━━━ Data for this task ━━━

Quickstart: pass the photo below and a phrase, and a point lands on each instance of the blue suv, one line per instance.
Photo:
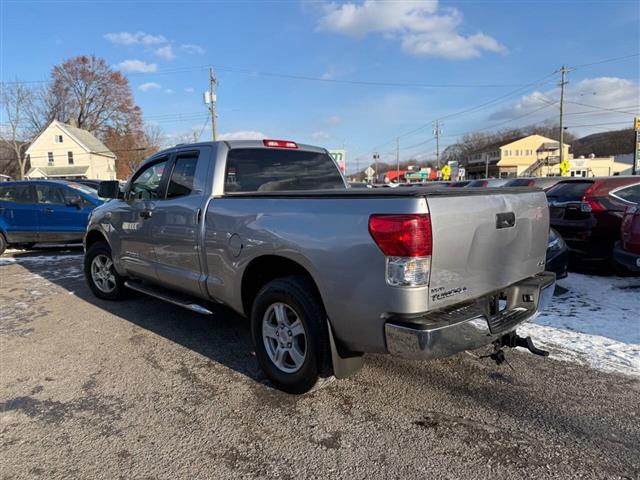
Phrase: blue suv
(51, 211)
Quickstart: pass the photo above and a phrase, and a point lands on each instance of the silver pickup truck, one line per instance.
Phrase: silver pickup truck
(325, 272)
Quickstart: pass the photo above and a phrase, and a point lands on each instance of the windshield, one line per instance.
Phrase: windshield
(568, 191)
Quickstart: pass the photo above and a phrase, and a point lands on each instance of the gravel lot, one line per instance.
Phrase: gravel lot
(143, 389)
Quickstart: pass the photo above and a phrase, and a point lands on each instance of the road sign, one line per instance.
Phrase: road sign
(369, 172)
(340, 157)
(446, 171)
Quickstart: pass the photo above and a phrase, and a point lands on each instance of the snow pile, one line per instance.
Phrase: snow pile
(596, 322)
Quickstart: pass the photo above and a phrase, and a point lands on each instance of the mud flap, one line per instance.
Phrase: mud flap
(343, 367)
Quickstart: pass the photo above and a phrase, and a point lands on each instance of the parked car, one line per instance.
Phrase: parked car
(557, 260)
(487, 183)
(627, 251)
(545, 183)
(588, 212)
(326, 273)
(44, 211)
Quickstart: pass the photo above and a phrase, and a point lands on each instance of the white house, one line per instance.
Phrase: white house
(64, 151)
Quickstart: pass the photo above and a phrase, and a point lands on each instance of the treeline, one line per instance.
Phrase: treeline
(607, 143)
(85, 92)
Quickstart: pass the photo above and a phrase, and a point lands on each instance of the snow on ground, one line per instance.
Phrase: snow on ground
(595, 322)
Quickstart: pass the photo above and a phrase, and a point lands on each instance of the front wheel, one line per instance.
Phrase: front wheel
(289, 333)
(101, 275)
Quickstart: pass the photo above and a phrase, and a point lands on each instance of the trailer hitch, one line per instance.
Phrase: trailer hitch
(513, 340)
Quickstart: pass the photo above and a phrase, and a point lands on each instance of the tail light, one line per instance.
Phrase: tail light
(630, 229)
(407, 244)
(279, 144)
(589, 202)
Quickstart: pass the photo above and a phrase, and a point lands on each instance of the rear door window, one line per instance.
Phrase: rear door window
(629, 194)
(568, 191)
(16, 194)
(50, 195)
(276, 170)
(182, 176)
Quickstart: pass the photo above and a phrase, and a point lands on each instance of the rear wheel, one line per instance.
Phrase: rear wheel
(289, 333)
(101, 275)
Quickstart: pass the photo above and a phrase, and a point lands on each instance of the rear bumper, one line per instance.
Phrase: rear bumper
(631, 261)
(558, 264)
(469, 326)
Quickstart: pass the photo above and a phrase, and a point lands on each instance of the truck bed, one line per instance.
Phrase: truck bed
(383, 192)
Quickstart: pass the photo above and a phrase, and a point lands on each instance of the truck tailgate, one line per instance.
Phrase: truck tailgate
(484, 243)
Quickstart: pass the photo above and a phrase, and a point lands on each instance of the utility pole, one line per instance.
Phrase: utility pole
(437, 132)
(376, 157)
(563, 82)
(212, 102)
(397, 160)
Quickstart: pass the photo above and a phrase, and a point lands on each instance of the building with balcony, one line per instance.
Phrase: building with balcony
(67, 152)
(523, 156)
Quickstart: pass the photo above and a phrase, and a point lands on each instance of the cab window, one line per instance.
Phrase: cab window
(182, 176)
(147, 183)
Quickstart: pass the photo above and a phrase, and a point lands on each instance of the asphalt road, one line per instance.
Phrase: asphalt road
(142, 389)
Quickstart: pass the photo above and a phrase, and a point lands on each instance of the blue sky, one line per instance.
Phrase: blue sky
(467, 52)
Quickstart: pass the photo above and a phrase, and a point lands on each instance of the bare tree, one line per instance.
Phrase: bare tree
(15, 98)
(87, 92)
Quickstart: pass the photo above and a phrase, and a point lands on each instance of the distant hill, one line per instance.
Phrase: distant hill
(616, 142)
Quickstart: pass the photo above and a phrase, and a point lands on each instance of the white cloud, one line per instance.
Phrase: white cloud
(166, 52)
(422, 28)
(243, 135)
(320, 135)
(192, 49)
(145, 87)
(611, 93)
(135, 38)
(137, 66)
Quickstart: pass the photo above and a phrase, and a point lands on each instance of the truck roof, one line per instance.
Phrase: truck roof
(243, 144)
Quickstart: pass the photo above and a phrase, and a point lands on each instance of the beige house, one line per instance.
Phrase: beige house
(596, 167)
(527, 156)
(64, 151)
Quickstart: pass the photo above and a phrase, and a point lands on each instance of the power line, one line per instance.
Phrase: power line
(601, 108)
(607, 60)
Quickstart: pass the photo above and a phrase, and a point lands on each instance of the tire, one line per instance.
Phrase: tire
(273, 331)
(3, 244)
(112, 285)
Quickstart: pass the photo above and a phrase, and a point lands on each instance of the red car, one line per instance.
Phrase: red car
(627, 250)
(588, 213)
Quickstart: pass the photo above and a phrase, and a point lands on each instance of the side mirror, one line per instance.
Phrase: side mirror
(109, 189)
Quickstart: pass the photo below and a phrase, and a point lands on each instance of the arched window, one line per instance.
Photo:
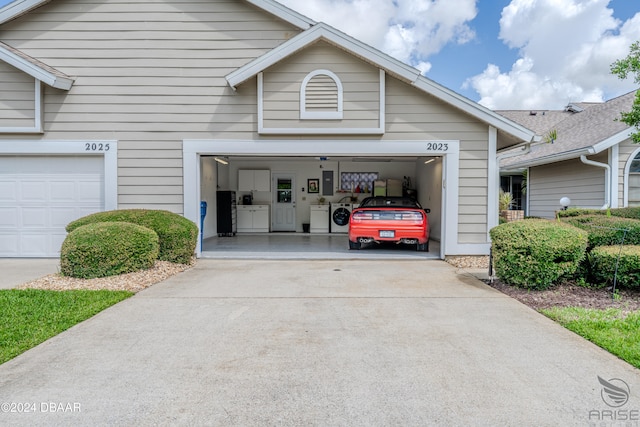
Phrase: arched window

━━━

Problem to solve: Quote the records above exactly, leaving out any pictures.

Solution for this task:
Quickstart: pass the photo below and a phrase, and a point lands on each instance of the blue suv, one line per instance.
Photo:
Phrase: blue suv
(51, 211)
Quickstart: pass the photo above and a phrase, and a point lands on each instance of the silver pickup truck, one line per instance.
Phrase: silver pickup truck
(325, 272)
Quickstart: pass the photo above and a phrase, and a point lands on each instance of the windshield, one line per instance.
Phrase: windshield
(568, 191)
Quickstart: pass the photo above and a phrase, and a point lands on each instance of the gravel lot, one line per instance.
Phrase: gravel lot
(143, 389)
Quickstart: pass the photo above and a phrase, and a point lands on each instance of the road sign, one line per instance.
Phrase: road sign
(369, 172)
(340, 157)
(446, 171)
Quickstart: pass the photo above and a phrase, and a point lands on each instance of the snow pile, one line per instance.
Phrase: snow pile
(596, 322)
Quickstart: pass the photo above and a phrase, and a point lands on each instance of the mud flap, one line per instance.
Phrase: mud flap
(343, 367)
Quickstart: pass the photo above and a phrase, and a point lands on each instance of the parked car, one line per instance.
Phrase: parked car
(557, 260)
(487, 183)
(627, 251)
(545, 183)
(588, 212)
(326, 273)
(44, 211)
Quickstart: pass the photo above and a phrase, and a point lands on each instance of the white house, one line per instance.
Phrase: white house
(64, 151)
Quickstart: pass the photo above and a phrase, and a point lands on each instance of the treeline, one line per instance.
Phrase: treeline
(607, 143)
(85, 92)
Quickstart: pass the photo above and a phrase, and a point lands on each instance of the snow on ground, one line per instance.
Phrase: snow on ground
(595, 322)
Quickstart: pass the photo above and a phrase, and a point lands on each instance of the front wheel, one line per instance.
Phrase: front wheel
(289, 333)
(101, 275)
Quickstart: pass the photo above and a phrase, and a point lands on each instance of the trailer hitch, one line per instance.
Phrase: trailer hitch
(513, 340)
Quickstart: pass the photo above and a phrase, and a point lands on each instance of the tail light, one line per instance.
Phrase: tail light
(630, 229)
(407, 244)
(279, 144)
(589, 202)
Quickstart: pass the photo above and a phrase, and a point lands on each instance of the rear door window, one line per instance.
Phrase: rear door window
(629, 194)
(568, 191)
(16, 194)
(50, 195)
(276, 170)
(182, 176)
Quickstart: pass the photo above and a phrase, and a point lands on each instance of the rear wheel, one line per instance.
Phrase: rear wheel
(289, 333)
(101, 275)
Quickstart: pass the photo above and a phrase, and a point lands on each instance of the rear bumper, one line per instance.
Phrase: rear bumper
(631, 261)
(558, 264)
(469, 326)
Quickstart: pass the photo above and a phrase, and a point lands on each instance of the truck bed, one line per instance.
Phrase: truck bed
(383, 192)
Quickstart: pass the photo above and a phrase, and a point lands on each instance of the truck tailgate, one line per instance.
Phrase: truck tailgate
(484, 243)
Quickstart: pass the photo above and a phrase, and a point lands on each instance of the utility pole, one line per instance.
Phrase: utility pole
(437, 132)
(376, 157)
(563, 82)
(212, 102)
(397, 160)
Quickstart: pass the photo above and a phrase, and a point lands on each instance of the building with balcony, one line per instance.
Phrase: building with balcony
(67, 152)
(523, 156)
Quickstart: pass the photo above and a phrase, and a point lands on each instance of the cab window, one line per instance.
Phrase: cab window
(182, 176)
(147, 183)
Quickstart: pass the photo above and a phrase, and a point lands on each instance of the asphalt road, one line per instance.
Phrase: asphalt road
(142, 389)
Quickstart: pass the photo above and a phrase, and a point lands on each instance of the blue sky, one line per instance.
Phrase: blue sky
(467, 52)
Quickstart: pass the photo above and a phrase, and a point lands on each instance of the bare tree, one line per instance.
Phrase: bare tree
(15, 98)
(87, 92)
Quickstart: pass the photo above and a phrase, and a point lands on each instance of the distant hill, one line per instance.
Phrase: distant hill
(616, 142)
Quickstart: pass the photo above and a phrase, and a point lands on each instance of the white cloud, one line per instance.
Phrase: white cloud
(166, 52)
(422, 28)
(243, 135)
(320, 135)
(192, 49)
(145, 87)
(611, 93)
(135, 38)
(137, 66)
Quickstart: pass the photo above and a phrase, and a point lands on each instance of the truck roof, one line per instance.
Phrase: truck roof
(243, 144)
Quickstart: pass the photo above and a phrase, and a point lands on each instance of the beige house, one line per instance.
Phrase: beige house
(596, 167)
(527, 156)
(64, 151)
Quickstart: pass the photo above and a phrase, and a point lands on each instance of the power line, one line per instance.
Phrase: power line
(601, 108)
(607, 60)
Quickstart: pass the photo above and a phrase, and a point lands on each instance of the tire, one line per instance.
Phrase: tire
(273, 331)
(3, 244)
(112, 285)
Quickstart: pass the photo above and a phrase, and a point lands on each instance of the red car, one line per instance.
Phrase: red car
(627, 250)
(588, 213)
Quickstart: pass the photo above and a phrase, and a point lands on each instance of the side mirror, one line per instance.
Phrase: side mirror
(109, 189)
Quickstart: pass the photo below and a phrase, and a point lands on each instance of the arched window, one line per instance.
Photo:
Phrase: arched window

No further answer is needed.